The code to add the AST A_WIDEN and A_SCALE operations are now done here in one place only. The A_WIDEN operation converts the child’s type to the parent’s type. The A_SCALE operation multiplies the child’s value by the size which is store in the new struct ASTnode union field (in defs.h):

// Abstract Syntax Tree structure
struct ASTnode {
  ...
  union {
    int size;                   // For A_SCALE, the size to scale by
  } v;
};

Using the New modify_type() API

With this new API, we can remove the duplicated code to A_WIDEN which is in stmt.c and expr.c. However, this new function only takes one tree. This is fine when we indeed only have one tree. There are three calls now to modify_type() in stmt.c. They are all similar, so here is the one from assignment_statement():

  // Make the AST node for the assignment lvalue
  right = mkastleaf(A_LVIDENT, Gsym[id].type, id);

  ...
  // Parse the following expression
  left = binexpr(0);

  // Ensure the two types are compatible.
  left = modify_type(left, right->type, 0);
  if (left == NULL) fatal("Incompatible expression in assignment");

which is so much cleaner than the code we had before.

And in binexpr()

But in binexpr() in expr.c, we now need to combine two AST trees with a binary operations like addition, multiplication etc. Here, we try to modify_type() each tree with the other tree’s type. Now, one may widen: this also implies that the other will fail and return NULL. Thus, we can’t just see if one result from modify_type() is NULL: we need to see both be NULL to assume a type incompatibility. Here’s the new comparison code in binexpr():

struct ASTnode *binexpr(int ptp) {
  struct ASTnode *left, *right;
  struct ASTnode *ltemp, *rtemp;
  int ASTop;
  int tokentype;

  ...
  // Get the tree on the left.
  // Fetch the next token at the same time.
  left = prefix();
  tokentype = Token.token;

  ...
  // Recursively call binexpr() with the
  // precedence of our token to build a sub-tree
  right = binexpr(OpPrec[tokentype]);

  // Ensure the two types are compatible by trying
  // to modify each tree to match the other's type.
  ASTop = arithop(tokentype);
  ltemp = modify_type(left, right->type, ASTop);
  rtemp = modify_type(right, left->type, ASTop);
  if (ltemp == NULL && rtemp == NULL)
    fatal("Incompatible types in binary expression");

  // Update any trees that were widened or scaled
  if (ltemp != NULL) left = ltemp;
  if (rtemp != NULL) right = rtemp;

The code is a little bit messy but no more that what was previously there, and it now deals with A_SCALE as well as A_WIDEN.

Performing the Scaling

We have added the A_SCALE to the list of AST node operations in defs.h. Now we need to implement it.

As I mentioned before, the A_SCALE operation multiplies the child’s value by the size which is store in the new struct ASTnode union field. For all of our integer types, this will be a multiple of two. Because of this fact, we can multiply the child’s value with a shift left of a certain number of bits.

Later on, we will have structs that have a size which isn’t a power of two. So we can do a shift optimisation when the scale factor is suitable, but we also need to implement a multiply for a more general scale factor.

(Supplied material):
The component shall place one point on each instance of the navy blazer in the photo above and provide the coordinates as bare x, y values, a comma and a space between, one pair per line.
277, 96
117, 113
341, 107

(Exercise objective): Could you copy out the passage of the write-up on AST type modification from "ASTop = arithop(tokentype);" to "well as A_WIDEN.", word for word?

(Full solution):
ASTop = arithop(tokentype);
  ltemp = modify_type(left, right->type, ASTop);
  rtemp = modify_type(right, left->type, ASTop);
  if (ltemp == NULL && rtemp == NULL)
    fatal("Incompatible types in binary expression");

  // Update any trees that were widened or scaled
  if (ltemp != NULL) left = ltemp;
  if (rtemp != NULL) right = rtemp;

The code is a little bit messy but no more that what was previously there, and it now deals with A_SCALE as well as A_WIDEN.